* Instructions *
a – Where was Jimmy Buffett born, according to the article on Buffett and manatees?
b – Extend the article on Jimmy Buffett and manatees, picking up after its last sentence.

## BEGIN Given text

Jimmy Buffett’s Music Lives On, but What of His Beloved Manatees?

The late “Margaritaville” star co-founded the Save the Manatee Club in 1981.

A West Indian manatee surfaces for air in Tampa, Florida.Douglas R. Clifford/Tampa Bay Times/Zuma

This story was originally published by Inside Climate News and is reproduced here as part of the Climate Desk collaboration.

The second line started at four, but it was five o’clock somewhere. 

Hundreds of people gathered here on a September Sunday—their Hawaiian shirts and flip-flops brightening the city streets—to participate in a walking parade in remembrance of Jimmy Buffett, who spent much of his childhood in this Gulf Coast city. Buffett, a poet of paradise, died Sept. 1 at age 76. 

Though he may be more commonly associated with Florida, the late musician and environmental philanthropist was born in Pascagoula, Mississippi, and was raised in Mobile. In addition to his musical legacy, Buffett was a champion for environmental causes, co-founding the Save the Manatee Club with then Florida Gov. Bob Graham. 

Like Buffett, the West Indian manatees the musician worked to protect are more commonly associated with Florida, but the threatened species also calls Alabama home. 

Increasingly, however, scientists are concerned that factors including climate change are complicating life for the large marine mammals, changing their migratory behavior in ways that may be causing them harm. 

Micha Reed was among the Parrotheads in Mobile for the memorial march. She’d heard about Buffett’s environmental work, particularly that involving the manatees.  

Micha Reed shows off her Buffett concert poster from 1982.

Lee Hedgepeth/Inside Climate News

“I think it was a great thing,” she said of the Save the Manatee Club. Her southern twang hung thick in the late summer humidity as she spoke outside Moe’s BBQ after the second line had come to a close. 

But discussing climate change and its political and environmental implications wasn’t something Reed or others seemed eager to do this Mobile Sunday. “Sometimes I just think we focus on the wrong things,” Reed said as the sun began to set, declining to be drawn out on the subject.

## END Given text
## BEGIN Material supplied

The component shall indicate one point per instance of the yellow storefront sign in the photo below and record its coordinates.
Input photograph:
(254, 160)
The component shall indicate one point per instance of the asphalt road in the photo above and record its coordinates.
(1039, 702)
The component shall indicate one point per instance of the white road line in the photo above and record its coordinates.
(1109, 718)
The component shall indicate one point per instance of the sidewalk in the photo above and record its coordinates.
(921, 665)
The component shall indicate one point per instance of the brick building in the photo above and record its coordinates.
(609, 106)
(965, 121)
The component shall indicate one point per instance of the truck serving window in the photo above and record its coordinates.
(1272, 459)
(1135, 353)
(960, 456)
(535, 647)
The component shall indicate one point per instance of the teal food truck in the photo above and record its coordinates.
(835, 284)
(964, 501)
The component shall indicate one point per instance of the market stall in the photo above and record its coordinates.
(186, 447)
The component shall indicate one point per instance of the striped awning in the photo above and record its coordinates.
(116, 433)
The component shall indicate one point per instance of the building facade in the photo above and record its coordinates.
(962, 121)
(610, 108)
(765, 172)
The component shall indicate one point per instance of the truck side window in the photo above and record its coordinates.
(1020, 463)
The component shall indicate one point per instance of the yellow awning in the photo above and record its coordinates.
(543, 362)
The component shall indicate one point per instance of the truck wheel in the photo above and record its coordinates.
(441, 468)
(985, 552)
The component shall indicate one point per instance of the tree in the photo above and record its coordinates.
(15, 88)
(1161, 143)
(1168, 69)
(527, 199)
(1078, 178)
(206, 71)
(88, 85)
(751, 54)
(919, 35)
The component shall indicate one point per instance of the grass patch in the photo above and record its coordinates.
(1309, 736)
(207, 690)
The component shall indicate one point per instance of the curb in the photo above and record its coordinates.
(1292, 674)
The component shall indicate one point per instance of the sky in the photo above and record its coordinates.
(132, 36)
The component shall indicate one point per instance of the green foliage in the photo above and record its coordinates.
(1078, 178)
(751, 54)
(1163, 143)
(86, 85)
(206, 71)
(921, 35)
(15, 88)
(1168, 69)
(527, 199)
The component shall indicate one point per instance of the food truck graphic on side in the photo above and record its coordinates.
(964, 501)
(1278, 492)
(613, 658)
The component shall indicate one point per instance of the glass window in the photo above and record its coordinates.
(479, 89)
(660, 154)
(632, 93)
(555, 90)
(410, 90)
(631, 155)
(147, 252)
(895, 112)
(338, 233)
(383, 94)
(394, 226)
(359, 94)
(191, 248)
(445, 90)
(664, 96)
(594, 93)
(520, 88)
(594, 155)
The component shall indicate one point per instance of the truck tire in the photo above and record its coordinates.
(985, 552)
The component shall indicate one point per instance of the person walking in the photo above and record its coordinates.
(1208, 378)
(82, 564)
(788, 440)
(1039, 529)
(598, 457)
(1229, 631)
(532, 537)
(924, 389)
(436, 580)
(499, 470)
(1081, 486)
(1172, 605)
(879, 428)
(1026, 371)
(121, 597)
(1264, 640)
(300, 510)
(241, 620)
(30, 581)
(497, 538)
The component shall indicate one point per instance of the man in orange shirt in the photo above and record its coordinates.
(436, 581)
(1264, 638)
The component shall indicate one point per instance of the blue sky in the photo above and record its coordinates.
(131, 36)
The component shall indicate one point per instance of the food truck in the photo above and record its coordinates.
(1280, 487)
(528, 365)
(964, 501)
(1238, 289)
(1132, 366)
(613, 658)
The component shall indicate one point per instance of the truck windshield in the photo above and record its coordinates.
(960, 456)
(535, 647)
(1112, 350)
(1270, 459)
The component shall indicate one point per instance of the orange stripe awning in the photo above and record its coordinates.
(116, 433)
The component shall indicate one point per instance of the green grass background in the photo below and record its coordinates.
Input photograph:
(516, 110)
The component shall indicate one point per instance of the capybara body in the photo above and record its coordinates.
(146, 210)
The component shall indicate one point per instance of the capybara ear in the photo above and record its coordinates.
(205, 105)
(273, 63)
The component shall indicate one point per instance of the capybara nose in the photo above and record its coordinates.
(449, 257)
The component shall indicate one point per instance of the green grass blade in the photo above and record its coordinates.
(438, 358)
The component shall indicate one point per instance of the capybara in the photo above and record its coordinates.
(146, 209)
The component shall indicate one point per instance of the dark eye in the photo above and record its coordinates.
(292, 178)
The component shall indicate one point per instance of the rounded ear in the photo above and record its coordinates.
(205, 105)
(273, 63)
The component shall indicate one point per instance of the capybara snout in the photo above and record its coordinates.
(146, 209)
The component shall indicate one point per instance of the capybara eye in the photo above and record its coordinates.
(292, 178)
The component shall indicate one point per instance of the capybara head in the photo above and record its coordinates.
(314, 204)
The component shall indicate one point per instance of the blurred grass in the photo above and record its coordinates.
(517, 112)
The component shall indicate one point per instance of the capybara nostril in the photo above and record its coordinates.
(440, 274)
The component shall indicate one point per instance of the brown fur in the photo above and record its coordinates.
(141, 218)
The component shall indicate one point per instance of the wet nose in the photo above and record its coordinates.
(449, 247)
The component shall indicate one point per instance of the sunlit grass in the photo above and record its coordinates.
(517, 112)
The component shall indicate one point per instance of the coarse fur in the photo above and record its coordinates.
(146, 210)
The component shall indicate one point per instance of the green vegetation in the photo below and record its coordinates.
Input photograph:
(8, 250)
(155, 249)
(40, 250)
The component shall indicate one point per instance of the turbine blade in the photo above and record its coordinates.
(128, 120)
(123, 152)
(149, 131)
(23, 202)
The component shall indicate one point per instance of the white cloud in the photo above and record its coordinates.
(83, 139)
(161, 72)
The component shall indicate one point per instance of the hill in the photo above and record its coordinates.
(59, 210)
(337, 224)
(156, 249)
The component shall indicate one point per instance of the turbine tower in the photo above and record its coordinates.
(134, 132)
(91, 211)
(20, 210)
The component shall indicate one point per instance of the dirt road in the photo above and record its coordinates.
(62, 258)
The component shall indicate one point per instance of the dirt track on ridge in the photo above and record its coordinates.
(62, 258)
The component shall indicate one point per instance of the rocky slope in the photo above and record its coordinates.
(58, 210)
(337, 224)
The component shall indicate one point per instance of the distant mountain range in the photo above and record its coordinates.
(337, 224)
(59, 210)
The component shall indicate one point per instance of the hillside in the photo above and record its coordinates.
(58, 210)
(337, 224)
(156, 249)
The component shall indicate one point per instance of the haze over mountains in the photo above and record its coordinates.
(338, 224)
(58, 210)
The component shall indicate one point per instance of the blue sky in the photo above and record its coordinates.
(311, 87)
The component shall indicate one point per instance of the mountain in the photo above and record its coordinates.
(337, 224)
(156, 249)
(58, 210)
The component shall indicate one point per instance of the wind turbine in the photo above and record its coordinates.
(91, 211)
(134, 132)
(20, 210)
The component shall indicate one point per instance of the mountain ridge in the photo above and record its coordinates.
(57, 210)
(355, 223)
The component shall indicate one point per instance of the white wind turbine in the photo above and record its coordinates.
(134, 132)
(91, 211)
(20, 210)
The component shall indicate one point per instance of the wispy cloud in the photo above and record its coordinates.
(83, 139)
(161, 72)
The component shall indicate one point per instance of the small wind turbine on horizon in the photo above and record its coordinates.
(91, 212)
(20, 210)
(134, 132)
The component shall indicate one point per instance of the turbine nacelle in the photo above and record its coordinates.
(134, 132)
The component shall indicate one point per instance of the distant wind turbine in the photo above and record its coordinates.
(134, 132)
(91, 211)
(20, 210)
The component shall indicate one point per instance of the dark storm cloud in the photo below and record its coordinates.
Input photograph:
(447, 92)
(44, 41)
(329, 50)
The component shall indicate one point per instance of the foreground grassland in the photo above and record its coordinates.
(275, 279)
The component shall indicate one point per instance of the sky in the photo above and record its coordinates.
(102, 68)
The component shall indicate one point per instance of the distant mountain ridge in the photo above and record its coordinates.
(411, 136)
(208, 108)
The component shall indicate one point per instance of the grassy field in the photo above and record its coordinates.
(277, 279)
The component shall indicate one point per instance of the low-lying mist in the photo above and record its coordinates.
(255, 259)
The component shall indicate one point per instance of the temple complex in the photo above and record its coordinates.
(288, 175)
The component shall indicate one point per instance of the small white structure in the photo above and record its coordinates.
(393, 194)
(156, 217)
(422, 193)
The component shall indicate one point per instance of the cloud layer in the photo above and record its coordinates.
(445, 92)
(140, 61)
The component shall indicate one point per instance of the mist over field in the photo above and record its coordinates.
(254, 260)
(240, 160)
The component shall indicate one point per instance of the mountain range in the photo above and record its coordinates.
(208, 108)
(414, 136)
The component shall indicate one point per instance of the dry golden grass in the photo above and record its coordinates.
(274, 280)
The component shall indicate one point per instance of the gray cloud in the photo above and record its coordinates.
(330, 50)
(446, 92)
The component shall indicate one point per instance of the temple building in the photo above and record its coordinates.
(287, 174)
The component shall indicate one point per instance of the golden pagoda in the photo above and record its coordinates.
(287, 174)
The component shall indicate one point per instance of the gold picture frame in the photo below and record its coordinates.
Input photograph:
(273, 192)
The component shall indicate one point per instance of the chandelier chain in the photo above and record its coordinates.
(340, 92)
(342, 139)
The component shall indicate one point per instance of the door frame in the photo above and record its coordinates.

## END Material supplied

* Answers below *
a – Pascagoula, Mississippi.

b –
Bama’s scars tell the story. 

Often, scars become a part of a manatee’s identity—a way for environmentalists to identify one animal from another. That’s the case for Bama, the first manatee tagged by staff with the Dauphin Island Sea Lab’s Manatee Sighting Network in Mobile Bay in 2009. 

Bama swims in Florida waters during much of the year.

Patricia Wilbur/Florida Department of Environmental Protection

“Bama’s key identifying feature is a scar on the left side of her back, near the middle of her body, which was caused by a boat propeller,” according to the Save the Manatee Club. 

Using the scars for identification purposes is making lemonade from lemons, said Elizabeth Hieb, manager of the Manatee Sighting Network, who called the healed wounds “human-caused fingerprints.”

“A lot of these manatees have interactions with boats and have scars from propellers that we can use to identify individual manatees, much like a fingerprint,” she said.

Being able to identify one manatee from another has become increasingly important as scientists like Hieb grapple with better understanding the ways in which climate change is impacting the species, both directly and indirectly.

West Indian manatees are large marine mammals, like dolphin and whales, and are native to the Gulf Coast. Typically, manatees spend their winter months in more southern areas, often in Florida, and migrate north to areas including Alabama during the summer.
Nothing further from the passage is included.